Start of Material for this task

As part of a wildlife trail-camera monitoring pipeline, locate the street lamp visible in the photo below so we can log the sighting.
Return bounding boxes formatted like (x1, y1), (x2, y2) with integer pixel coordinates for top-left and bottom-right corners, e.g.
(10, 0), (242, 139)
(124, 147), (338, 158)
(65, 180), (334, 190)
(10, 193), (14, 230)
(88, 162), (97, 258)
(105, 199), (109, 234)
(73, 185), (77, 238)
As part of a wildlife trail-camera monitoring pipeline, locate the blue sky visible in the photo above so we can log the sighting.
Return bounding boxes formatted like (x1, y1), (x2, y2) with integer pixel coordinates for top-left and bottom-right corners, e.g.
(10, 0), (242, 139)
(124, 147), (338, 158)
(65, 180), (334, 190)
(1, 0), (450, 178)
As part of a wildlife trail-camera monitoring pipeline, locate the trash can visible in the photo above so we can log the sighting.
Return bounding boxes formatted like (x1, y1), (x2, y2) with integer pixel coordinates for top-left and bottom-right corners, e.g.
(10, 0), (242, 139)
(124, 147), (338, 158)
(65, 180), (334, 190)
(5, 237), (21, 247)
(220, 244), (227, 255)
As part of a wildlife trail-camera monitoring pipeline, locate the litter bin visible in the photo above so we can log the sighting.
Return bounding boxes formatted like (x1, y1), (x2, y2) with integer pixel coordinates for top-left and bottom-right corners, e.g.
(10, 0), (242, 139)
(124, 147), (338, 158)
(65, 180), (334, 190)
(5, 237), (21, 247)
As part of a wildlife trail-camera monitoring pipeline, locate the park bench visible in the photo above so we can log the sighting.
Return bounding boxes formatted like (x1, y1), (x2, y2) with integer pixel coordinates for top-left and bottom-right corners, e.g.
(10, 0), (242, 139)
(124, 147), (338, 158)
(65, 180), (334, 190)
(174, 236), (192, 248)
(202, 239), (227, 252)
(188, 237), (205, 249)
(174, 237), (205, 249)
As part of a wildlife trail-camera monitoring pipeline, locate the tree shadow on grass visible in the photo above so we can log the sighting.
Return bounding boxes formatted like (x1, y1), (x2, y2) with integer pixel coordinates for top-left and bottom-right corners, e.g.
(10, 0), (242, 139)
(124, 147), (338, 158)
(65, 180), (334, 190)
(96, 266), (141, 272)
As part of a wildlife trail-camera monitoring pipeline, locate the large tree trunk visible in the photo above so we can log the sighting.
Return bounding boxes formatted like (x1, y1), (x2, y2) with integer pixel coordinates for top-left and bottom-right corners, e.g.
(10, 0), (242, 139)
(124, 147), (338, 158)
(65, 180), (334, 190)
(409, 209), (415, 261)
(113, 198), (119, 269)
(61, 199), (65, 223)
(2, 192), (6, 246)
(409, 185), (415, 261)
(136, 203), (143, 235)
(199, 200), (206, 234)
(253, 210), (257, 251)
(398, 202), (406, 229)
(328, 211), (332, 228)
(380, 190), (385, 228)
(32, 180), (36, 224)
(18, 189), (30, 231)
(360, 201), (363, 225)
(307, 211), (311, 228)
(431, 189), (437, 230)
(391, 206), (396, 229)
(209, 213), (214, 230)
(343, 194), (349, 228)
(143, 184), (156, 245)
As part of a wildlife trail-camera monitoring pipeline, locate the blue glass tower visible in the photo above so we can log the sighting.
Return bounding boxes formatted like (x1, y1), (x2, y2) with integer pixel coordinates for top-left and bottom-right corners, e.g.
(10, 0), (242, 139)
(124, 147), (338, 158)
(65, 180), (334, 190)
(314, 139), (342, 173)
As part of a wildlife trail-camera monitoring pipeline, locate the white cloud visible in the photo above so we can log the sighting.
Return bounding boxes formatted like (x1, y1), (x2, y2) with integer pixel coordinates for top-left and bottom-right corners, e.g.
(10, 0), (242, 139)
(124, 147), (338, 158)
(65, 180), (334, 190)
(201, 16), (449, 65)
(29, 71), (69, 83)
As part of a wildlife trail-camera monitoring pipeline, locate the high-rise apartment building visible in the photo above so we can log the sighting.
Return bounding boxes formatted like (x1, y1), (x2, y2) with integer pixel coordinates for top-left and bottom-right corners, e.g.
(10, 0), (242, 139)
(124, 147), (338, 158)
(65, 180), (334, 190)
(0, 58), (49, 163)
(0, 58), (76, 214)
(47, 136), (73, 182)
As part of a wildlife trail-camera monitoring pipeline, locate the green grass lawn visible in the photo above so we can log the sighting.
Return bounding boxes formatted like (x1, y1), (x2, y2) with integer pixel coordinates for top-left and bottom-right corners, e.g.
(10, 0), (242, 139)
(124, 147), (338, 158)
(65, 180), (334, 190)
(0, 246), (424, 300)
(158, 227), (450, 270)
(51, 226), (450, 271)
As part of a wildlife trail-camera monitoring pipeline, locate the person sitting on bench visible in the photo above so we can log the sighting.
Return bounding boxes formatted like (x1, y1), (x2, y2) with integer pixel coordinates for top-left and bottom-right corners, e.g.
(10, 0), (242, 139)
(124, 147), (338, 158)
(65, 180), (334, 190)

End of Material for this task

§ Exercise goal: Your job is to give the listing again exactly as it was written.

§ Expected answer:
As part of a wildlife trail-camera monitoring pipeline, locate the street lamp visible in the photo below so we can log the sighting.
Return bounding boxes formatted like (x1, y1), (x2, y2) with integer pixel coordinates for top-left and bottom-right corners, e.g.
(10, 0), (242, 139)
(124, 147), (338, 158)
(65, 180), (334, 190)
(10, 193), (14, 230)
(88, 162), (97, 258)
(105, 199), (109, 234)
(73, 185), (77, 238)
As part of a wildlife trail-camera monitoring pipeline, locate the blue sky visible in the photo above so we can log the sighting.
Return bounding boxes formatted like (x1, y1), (x2, y2) with integer pixel coordinates for top-left and bottom-right corners, e.g.
(10, 0), (242, 139)
(124, 147), (338, 158)
(65, 180), (334, 190)
(1, 0), (450, 178)
As part of a wildlife trail-camera monitoring pipeline, locate the trash can visible in the photo above so we can log the sighting.
Return bounding boxes formatted like (x1, y1), (x2, y2) with integer pixel coordinates for top-left and bottom-right corners, e.g.
(10, 0), (242, 139)
(124, 147), (338, 158)
(65, 180), (334, 190)
(5, 237), (21, 247)
(220, 244), (227, 255)
As part of a wildlife trail-camera monitoring pipeline, locate the litter bin visible in the photo above so we can log the sighting.
Return bounding boxes formatted like (x1, y1), (x2, y2) with integer pixel coordinates for top-left and bottom-right corners, e.g.
(10, 0), (242, 139)
(124, 147), (338, 158)
(65, 180), (334, 190)
(5, 237), (21, 247)
As part of a wildlife trail-camera monitoring pipeline, locate the park bench visible in the photo above so we can log the sighting.
Return bounding boxes formatted like (x1, y1), (x2, y2) with integer pixel coordinates for top-left and bottom-right corners, e.g.
(10, 0), (242, 139)
(124, 147), (338, 158)
(65, 180), (334, 190)
(174, 236), (192, 248)
(202, 239), (227, 252)
(188, 237), (205, 249)
(174, 237), (205, 249)
As part of a wildlife trail-camera monitoring pipeline, locate the tree shadow on grass visible in the photo above so we can log the sighting.
Return bounding boxes formatted like (x1, y1), (x2, y2) with integer pixel coordinates for top-left and bottom-right corners, e.g.
(10, 0), (242, 139)
(124, 147), (338, 158)
(65, 180), (334, 190)
(96, 266), (141, 272)
As part of a wildlife trail-camera monitoring pipeline, locate the large tree trunk visible in the photo above so we can log the sighting.
Return bounding boxes formatted like (x1, y1), (x2, y2) with integer pixel coordinates for top-left and bottom-right corners, e.g.
(10, 0), (242, 139)
(124, 147), (338, 158)
(65, 180), (334, 190)
(409, 209), (415, 261)
(113, 198), (119, 269)
(61, 199), (65, 223)
(2, 192), (6, 246)
(409, 185), (415, 261)
(136, 203), (143, 235)
(199, 200), (206, 234)
(253, 210), (257, 251)
(398, 202), (406, 229)
(328, 211), (332, 228)
(380, 190), (385, 228)
(32, 180), (36, 224)
(18, 189), (30, 231)
(360, 201), (363, 225)
(307, 211), (311, 228)
(431, 189), (437, 230)
(391, 206), (396, 229)
(209, 213), (214, 230)
(343, 194), (349, 228)
(143, 184), (156, 245)
As part of a wildlife trail-camera monitoring pipeline, locate the blue glass tower visible in the photo above so we can log the sighting.
Return bounding boxes formatted like (x1, y1), (x2, y2) with integer pixel coordinates for top-left and bottom-right corners, e.g.
(10, 0), (242, 139)
(124, 147), (338, 158)
(65, 180), (334, 190)
(314, 139), (342, 173)
As part of a wildlife trail-camera monitoring pipeline, locate the white cloud visible in the photo above so we can log the sighting.
Return bounding boxes formatted like (x1, y1), (x2, y2) with integer pixel coordinates for top-left and bottom-right corners, e.g.
(10, 0), (242, 139)
(124, 147), (338, 158)
(65, 180), (334, 190)
(201, 16), (449, 65)
(29, 71), (69, 83)
As part of a wildlife trail-camera monitoring pipeline, locate the high-rise apartment building visible in the photo above so we can log the sighting.
Return bounding boxes formatted like (x1, y1), (x2, y2) with integer pixel coordinates for top-left and bottom-right corners, e.g.
(10, 0), (242, 139)
(124, 147), (338, 158)
(65, 180), (334, 190)
(0, 58), (49, 163)
(0, 58), (76, 214)
(47, 136), (73, 182)
As part of a wildlife trail-camera monitoring pipeline, locate the green grass lawn visible in the photo above so we can log the sighting.
Return bounding boxes formatted like (x1, y1), (x2, y2) with integer pixel coordinates for top-left and bottom-right corners, e.g.
(10, 0), (242, 139)
(124, 147), (338, 158)
(65, 180), (334, 190)
(0, 246), (424, 300)
(158, 227), (450, 270)
(51, 226), (450, 271)
As part of a wildlife trail-camera monitoring pipeline, locate the person sitting on bench visible in the photo above so we can log the sighting.
Return bounding boxes formatted like (x1, y1), (x2, y2) with integer pixel coordinates for top-left and bottom-right corners, e.g.
(10, 0), (242, 139)
(124, 147), (338, 158)
(65, 180), (334, 190)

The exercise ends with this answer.